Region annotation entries
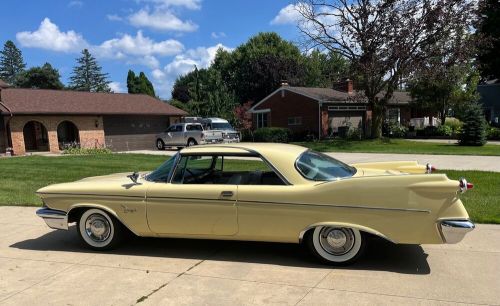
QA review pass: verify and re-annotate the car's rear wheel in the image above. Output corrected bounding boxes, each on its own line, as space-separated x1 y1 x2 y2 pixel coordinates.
77 208 124 250
304 226 366 265
156 139 165 150
187 138 198 147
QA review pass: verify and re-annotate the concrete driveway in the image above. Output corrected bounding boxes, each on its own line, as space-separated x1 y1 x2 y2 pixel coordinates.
0 207 500 305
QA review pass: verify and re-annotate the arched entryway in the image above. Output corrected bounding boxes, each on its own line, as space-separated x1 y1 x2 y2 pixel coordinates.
57 121 80 150
23 121 49 152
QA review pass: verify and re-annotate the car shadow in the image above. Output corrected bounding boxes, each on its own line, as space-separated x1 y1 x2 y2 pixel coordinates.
10 226 430 274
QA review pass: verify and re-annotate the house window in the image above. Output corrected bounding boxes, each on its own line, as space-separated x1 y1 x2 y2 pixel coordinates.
256 113 269 128
288 117 302 125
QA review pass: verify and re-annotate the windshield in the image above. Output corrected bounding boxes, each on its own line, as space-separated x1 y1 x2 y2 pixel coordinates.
146 153 179 182
211 122 233 130
295 151 356 181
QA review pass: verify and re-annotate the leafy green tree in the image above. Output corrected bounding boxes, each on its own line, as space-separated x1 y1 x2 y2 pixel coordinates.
127 70 156 97
458 103 487 146
127 70 138 94
0 40 26 84
408 61 479 123
69 49 111 92
15 63 64 89
478 0 500 80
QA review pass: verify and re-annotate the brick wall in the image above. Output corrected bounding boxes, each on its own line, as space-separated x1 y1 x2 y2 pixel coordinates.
9 116 105 155
252 90 319 135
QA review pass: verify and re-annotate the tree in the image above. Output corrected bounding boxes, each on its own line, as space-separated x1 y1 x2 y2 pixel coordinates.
0 40 26 84
458 103 487 146
478 0 500 80
15 63 64 89
408 60 479 124
127 70 156 97
69 49 111 92
295 0 476 138
212 32 305 103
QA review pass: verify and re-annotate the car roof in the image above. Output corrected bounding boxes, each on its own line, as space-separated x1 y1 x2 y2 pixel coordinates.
180 142 311 185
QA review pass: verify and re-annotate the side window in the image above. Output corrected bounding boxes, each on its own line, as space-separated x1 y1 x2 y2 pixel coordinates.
172 155 285 185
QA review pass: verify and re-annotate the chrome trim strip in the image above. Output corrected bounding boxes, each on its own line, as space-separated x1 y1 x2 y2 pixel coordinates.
36 208 68 230
37 192 144 199
238 200 431 214
438 220 476 243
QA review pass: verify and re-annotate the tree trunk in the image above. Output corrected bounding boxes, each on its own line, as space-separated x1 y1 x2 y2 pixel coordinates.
371 105 384 138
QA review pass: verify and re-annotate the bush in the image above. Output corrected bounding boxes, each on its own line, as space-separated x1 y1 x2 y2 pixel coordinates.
253 127 292 143
488 127 500 140
63 147 111 155
385 122 408 138
458 103 487 146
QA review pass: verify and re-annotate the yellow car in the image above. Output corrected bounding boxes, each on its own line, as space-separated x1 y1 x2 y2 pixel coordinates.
37 143 474 264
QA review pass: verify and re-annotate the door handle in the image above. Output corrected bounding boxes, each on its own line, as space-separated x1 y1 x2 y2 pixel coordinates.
220 191 233 198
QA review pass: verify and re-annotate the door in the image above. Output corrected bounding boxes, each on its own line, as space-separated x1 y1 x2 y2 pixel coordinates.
146 156 238 236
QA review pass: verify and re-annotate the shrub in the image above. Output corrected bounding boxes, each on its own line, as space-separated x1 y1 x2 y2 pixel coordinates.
253 127 292 143
385 122 408 138
458 103 487 146
347 128 363 140
488 126 500 140
63 147 111 155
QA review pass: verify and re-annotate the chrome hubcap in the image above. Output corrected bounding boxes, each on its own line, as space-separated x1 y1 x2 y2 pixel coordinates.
85 214 111 242
319 227 355 256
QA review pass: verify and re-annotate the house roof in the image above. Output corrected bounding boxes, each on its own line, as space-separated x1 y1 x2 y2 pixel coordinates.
0 88 187 116
251 86 411 111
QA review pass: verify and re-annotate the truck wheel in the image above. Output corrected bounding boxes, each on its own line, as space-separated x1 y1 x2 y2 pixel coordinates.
156 139 165 150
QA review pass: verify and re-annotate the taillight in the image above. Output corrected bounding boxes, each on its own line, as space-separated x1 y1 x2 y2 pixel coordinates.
425 164 437 173
458 177 474 193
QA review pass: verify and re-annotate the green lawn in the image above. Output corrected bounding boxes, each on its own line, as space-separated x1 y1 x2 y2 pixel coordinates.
296 138 500 156
0 154 500 224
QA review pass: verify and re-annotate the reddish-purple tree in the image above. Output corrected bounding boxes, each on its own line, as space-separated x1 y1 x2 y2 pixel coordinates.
295 0 477 138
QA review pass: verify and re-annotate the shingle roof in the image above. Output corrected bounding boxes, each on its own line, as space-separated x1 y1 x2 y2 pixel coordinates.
0 88 187 116
283 86 411 104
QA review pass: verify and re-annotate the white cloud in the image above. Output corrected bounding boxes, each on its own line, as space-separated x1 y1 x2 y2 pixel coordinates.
271 4 304 25
210 32 226 39
128 8 198 32
95 31 184 60
152 43 233 97
142 0 201 10
108 82 127 93
68 0 83 8
106 14 123 21
16 18 88 52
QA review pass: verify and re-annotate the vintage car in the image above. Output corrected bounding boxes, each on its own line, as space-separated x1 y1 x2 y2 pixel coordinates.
37 143 474 264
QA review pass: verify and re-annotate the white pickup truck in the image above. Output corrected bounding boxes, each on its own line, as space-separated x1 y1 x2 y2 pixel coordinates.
156 123 223 150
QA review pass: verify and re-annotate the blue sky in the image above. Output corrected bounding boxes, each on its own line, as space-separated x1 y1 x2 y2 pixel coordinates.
0 0 299 98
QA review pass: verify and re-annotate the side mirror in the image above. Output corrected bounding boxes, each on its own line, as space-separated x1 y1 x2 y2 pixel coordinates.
127 172 139 184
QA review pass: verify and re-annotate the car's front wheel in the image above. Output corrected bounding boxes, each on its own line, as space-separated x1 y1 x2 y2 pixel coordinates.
77 208 123 250
304 226 366 265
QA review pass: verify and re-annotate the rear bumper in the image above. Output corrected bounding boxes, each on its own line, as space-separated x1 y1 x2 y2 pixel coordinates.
439 220 476 243
36 208 68 230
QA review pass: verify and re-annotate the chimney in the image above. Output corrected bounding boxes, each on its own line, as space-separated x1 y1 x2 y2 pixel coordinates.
333 78 354 94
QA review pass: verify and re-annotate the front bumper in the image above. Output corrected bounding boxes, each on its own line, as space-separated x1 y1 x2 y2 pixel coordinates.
36 207 68 230
439 220 476 243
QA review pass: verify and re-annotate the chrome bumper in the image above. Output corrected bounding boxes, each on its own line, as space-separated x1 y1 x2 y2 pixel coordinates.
439 220 476 243
36 208 68 230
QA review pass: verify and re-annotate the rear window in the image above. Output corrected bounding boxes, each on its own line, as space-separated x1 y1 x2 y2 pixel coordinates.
295 151 356 181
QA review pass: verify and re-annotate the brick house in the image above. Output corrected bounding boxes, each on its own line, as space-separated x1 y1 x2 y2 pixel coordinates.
0 82 186 155
249 80 411 138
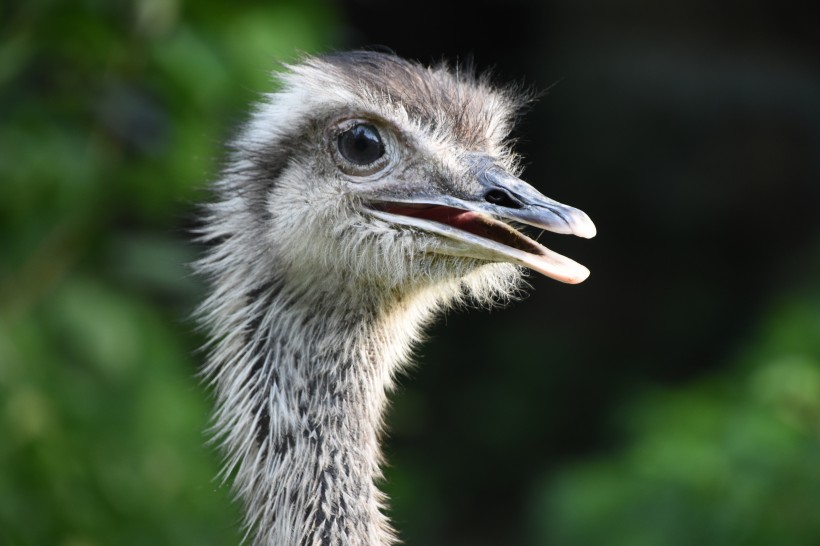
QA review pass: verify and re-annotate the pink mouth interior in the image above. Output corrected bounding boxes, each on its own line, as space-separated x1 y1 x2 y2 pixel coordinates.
381 203 543 255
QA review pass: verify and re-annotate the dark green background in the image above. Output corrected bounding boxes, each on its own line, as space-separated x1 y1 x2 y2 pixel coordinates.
0 0 820 546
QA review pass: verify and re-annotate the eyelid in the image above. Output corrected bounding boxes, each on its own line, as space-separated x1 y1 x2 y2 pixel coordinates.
328 117 401 181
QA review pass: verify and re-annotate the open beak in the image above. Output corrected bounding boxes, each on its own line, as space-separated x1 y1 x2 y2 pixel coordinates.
370 157 596 284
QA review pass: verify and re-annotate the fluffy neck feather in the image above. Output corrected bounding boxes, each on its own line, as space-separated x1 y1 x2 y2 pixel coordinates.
199 274 457 546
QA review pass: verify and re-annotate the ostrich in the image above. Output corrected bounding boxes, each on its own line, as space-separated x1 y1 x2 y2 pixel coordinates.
197 52 595 546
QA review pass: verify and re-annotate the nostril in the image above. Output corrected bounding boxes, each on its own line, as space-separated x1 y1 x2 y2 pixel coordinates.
484 188 521 209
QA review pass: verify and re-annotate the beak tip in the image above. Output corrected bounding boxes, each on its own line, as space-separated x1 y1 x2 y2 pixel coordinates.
572 211 598 239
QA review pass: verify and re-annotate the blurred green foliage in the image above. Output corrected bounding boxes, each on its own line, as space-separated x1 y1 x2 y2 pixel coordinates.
537 288 820 546
0 0 336 546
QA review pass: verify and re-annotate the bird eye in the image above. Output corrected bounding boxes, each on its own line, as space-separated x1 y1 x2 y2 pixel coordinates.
338 123 384 167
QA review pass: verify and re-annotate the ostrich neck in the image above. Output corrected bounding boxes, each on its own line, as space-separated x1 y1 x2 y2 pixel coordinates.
209 280 435 546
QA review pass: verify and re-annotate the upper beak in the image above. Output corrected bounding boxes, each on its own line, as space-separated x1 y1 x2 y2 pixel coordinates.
372 156 596 284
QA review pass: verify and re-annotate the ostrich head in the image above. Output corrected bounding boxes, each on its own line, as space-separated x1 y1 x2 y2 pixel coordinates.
203 52 595 310
198 52 595 546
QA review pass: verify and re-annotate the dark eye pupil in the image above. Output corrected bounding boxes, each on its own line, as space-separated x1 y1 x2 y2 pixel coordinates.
339 123 384 166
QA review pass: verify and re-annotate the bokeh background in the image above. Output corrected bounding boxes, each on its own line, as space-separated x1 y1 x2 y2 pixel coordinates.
0 0 820 546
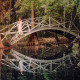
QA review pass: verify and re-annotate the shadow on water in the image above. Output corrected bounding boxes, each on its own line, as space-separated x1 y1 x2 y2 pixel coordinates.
0 44 80 80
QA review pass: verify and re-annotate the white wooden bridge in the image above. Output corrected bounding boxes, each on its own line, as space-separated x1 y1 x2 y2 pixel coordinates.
2 50 72 73
0 16 80 44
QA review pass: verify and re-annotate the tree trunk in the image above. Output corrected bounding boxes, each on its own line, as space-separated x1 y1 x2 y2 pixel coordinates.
27 1 39 46
0 49 3 80
0 35 4 49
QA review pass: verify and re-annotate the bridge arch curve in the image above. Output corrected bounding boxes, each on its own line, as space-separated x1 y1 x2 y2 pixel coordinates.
1 17 80 44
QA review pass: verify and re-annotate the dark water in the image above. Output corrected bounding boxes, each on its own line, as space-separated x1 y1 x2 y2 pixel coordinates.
0 44 80 80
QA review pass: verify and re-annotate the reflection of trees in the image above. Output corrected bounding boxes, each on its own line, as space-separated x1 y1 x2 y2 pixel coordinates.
28 46 39 56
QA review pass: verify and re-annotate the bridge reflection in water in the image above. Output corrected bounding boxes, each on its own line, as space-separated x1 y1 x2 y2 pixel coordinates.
1 43 79 80
2 49 76 74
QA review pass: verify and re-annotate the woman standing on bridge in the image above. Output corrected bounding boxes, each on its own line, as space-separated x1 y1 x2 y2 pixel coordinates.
17 18 23 35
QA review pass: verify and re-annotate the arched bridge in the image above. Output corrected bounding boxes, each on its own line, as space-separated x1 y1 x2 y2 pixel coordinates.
0 17 80 44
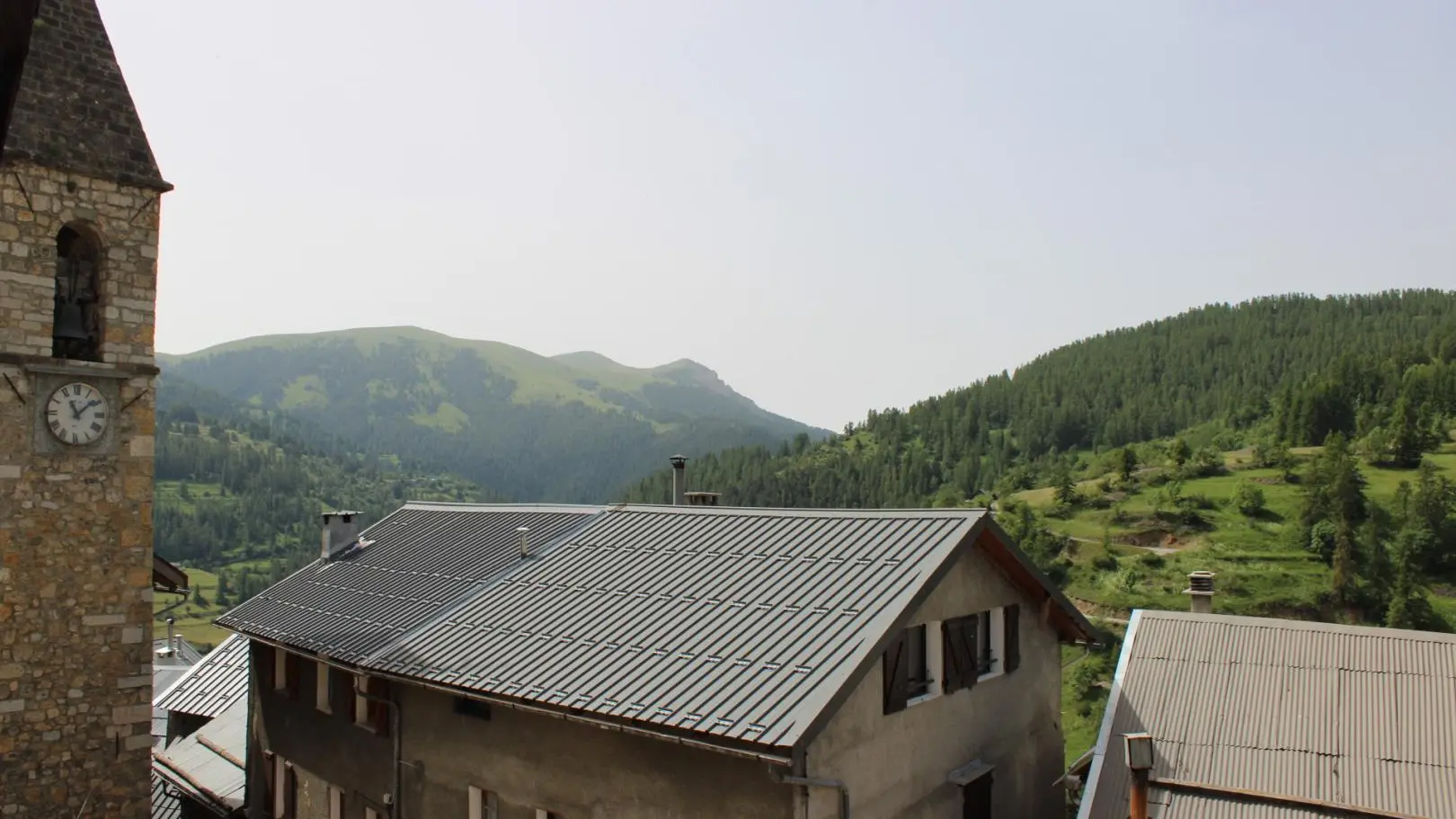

# Given task
Please write out the stretch of lines above, from the very first line through the line containing "288 117 302 125", copying each one exactly and omitting the pictures.

# Task answer
QA review pass: verify and re-annotate the car's rear wheel in the image above. Output corrected bounding boxes, each on its own line, as space-separated x1 y1 x2 y2 pixel coordinates.
77 208 124 250
304 226 366 265
156 139 165 150
187 138 198 147
QA review pass: verify and re-annotate the concrete driveway in the image above. Output corrected bounding boxes, each on its own line, as space-separated x1 y1 x2 y2 pixel coordinates.
0 207 500 305
QA review pass: verify and re-annotate the arched entryway in the image above. Output corrected bounding boxes, each on its own line, as space-separated x1 y1 x2 y2 pixel coordinates.
57 121 80 150
23 121 49 152
QA review pass: verify and re-annotate the car shadow in the image above. Output corrected bounding boxes, each on its own line, as space-separated x1 y1 x2 y2 pixel coordinates.
10 226 430 274
QA review pass: verify and re-annotate the house window in the image above. Output corrected bounding boxes, each on its own line, as space-separated x1 y1 x2 y2 pixel coordinates.
256 113 269 128
288 117 302 125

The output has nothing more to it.